Wowak (Breathe) Creates A Musical Partnership In Perth

Published in Arts  
'WOWAK (Breathe)' 'WOWAK (Breathe)'

Western Australia’s rich Noongar culture will be celebrated in 'Wowak (Breathe)' as part of the Fremantle Festival’s winter programme 10 Nights In Port.


A collaboration between four Noongar family groups and the Perth Symphony Orchestra (PSO), ‘Wowak’ combines traditional and contemporary Noongar dance, song and storytelling with classical music to create a unique evening of song which is sure to impress.

Here, Composer Rebecca Erin-Smith chats about what audiences can expect from ‘Wowak (Breathe)'.

What can audiences expect from 'Wowak'?
They can expect an exciting multidisciplinary show that combines western and Noongar music traditions in a vibrant, filmic, orchestral environment.

How long did it take to develop the show from concept to finished product?
I came on board the project about two months ago when the basic idea for the show was just coming together in a tangible way. Through many discussions between Karla [Hart, Artistic Director] and myself we fleshed out, musically, what would best highlight the wonderful nuances of the songs belonging to the Noongar families. Karla wanted a true collaboration between the Noongar families' songs and Western music – we put considerable effort into developing the show in a way that gave each idiom space to breathe and speak for itself, and, simultaneously, giving something new to the other. The goal was a true symbiosis.

Can you take us through the rehearsal process? What was involved and what were some of the challenges you and the performers faced?
This was a true bucket-list project for me, and it was a real journey of musical problem-solving! This is to be expected when you bring together two unique musical idioms with clearly-defined and established parameters. Western and Noongar musics are centred on completely different concepts of rhythm, pitch, and extra-musical 'stuff'. While western music (usually) tends to prioritise the notes on the page, Noongar music prioritises the conveyance of a specific energy, emotion, or concept – the music is informed by the context in which it is performed, western music usually the inverse. This makes Noongar music considerably more fluid than is possible with a full orchestra! They require ink on a page to function. I tried to reach a balance between this fluidity and comparative rigidity, bringing improvisational elements, body percussion, and unusual techniques to the orchestra, and requesting their flexibility in what constitutes a beautiful, orchestral sound. The rehearsal process has consisted of a full rehearsal with orchestra only, in which there was a lot of talking to explain the concepts and less-usual musical aspects. The PSO musicians have been very patient and kind, and thrown themselves into this project wholeheartedly, for which I am very grateful. The following rehearsal is with the full cohort – orchestra, dancers, singers, and narrators. It's sure to be a hell of a party!

What was the inspiration for the show’s title and how does it relate to the music and stories featured in the show?
The title of the show means 'Breathe'. This has certainly informed the composition process for me. The music is full of space and light, and plays with tension and release in a way that (hopefully) makes whoever is on the receiving end become conscious of their own breath. There are a lot of musical gestures that more literally interpret the concept of breath – big swells of orchestral colour, undulating textures, and overarching structures that shape the music like one big inhale and exhale.

Are there any particular aspects of Noongar culture that you hoped to capture within the show? Why did you choose these aspects in particular and how do you think you have done this?

> [PROVIDED INFORMATION]

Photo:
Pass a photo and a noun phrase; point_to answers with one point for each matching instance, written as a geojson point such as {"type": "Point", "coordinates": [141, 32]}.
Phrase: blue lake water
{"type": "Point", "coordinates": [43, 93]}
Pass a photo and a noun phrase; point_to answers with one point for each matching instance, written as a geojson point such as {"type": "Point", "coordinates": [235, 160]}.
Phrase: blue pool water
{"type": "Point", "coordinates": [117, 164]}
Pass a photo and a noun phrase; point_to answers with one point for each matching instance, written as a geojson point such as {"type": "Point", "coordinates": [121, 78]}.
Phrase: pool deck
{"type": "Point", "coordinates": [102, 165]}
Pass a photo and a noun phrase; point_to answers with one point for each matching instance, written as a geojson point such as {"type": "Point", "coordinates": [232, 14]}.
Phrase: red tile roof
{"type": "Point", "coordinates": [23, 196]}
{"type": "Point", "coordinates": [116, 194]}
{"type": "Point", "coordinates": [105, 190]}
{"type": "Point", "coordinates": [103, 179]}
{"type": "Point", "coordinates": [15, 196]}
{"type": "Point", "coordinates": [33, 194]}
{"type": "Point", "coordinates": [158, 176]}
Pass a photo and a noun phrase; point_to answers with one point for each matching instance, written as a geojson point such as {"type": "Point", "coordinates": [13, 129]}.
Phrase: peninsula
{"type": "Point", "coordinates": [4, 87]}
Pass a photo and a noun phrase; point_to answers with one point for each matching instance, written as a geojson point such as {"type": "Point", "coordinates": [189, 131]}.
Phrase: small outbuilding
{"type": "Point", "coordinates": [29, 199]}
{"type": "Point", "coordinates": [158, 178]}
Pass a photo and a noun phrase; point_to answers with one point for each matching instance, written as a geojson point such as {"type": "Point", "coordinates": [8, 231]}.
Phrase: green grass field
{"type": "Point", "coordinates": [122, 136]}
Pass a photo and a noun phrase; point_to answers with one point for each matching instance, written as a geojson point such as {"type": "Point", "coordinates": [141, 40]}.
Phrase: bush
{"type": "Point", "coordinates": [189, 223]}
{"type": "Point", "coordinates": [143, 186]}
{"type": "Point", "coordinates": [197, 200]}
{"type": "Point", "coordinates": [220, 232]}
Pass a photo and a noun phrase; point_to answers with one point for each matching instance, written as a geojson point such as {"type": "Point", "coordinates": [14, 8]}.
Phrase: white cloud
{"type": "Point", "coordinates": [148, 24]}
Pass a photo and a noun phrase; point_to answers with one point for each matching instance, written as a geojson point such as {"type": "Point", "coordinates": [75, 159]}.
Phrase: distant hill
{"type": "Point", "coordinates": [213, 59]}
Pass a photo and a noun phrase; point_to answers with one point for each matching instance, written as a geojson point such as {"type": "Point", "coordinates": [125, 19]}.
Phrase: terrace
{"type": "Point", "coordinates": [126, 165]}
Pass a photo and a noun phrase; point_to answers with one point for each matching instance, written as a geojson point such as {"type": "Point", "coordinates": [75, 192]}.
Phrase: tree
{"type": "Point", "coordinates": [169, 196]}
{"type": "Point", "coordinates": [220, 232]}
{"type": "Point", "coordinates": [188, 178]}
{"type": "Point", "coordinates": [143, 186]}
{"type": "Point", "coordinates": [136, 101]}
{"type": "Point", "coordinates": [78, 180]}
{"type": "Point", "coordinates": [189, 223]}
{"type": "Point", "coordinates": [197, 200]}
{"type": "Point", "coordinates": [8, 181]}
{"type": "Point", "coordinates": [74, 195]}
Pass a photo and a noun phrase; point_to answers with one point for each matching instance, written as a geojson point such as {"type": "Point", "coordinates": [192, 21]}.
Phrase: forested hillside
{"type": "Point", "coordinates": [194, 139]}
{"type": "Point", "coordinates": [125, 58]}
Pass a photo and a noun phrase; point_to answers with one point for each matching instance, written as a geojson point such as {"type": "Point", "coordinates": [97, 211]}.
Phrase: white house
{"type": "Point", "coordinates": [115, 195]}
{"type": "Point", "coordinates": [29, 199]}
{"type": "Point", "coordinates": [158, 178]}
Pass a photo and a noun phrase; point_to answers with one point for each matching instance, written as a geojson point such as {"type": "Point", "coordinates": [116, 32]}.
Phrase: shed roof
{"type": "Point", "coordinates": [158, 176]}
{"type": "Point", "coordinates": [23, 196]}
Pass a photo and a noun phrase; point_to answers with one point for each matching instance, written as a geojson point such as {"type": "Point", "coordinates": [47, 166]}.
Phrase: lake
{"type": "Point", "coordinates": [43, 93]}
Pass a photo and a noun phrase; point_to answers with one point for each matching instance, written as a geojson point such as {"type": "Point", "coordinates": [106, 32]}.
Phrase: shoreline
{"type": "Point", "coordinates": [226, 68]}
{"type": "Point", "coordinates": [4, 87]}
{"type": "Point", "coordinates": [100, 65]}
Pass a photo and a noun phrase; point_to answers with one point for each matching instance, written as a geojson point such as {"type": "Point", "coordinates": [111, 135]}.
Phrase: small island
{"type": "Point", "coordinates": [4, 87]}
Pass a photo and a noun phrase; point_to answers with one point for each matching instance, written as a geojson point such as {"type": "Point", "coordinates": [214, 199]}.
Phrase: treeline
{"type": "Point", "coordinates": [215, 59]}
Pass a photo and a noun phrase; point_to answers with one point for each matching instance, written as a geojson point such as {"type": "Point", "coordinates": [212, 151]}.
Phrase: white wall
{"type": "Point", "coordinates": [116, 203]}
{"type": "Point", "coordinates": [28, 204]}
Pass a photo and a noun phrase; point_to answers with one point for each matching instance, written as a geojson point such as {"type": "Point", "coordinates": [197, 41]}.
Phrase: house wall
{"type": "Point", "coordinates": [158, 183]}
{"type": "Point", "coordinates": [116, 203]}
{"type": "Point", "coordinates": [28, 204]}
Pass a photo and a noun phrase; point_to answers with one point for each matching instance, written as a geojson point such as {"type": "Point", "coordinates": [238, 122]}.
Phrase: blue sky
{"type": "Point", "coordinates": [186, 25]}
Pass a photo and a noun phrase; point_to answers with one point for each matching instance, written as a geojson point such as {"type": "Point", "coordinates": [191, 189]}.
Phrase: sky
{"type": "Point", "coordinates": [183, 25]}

> [PROBLEM TO SOLVE]
In the article about 'Wowak (Breathe)', who is named as the show's Artistic Director?

> [OUTPUT]
Karla Hart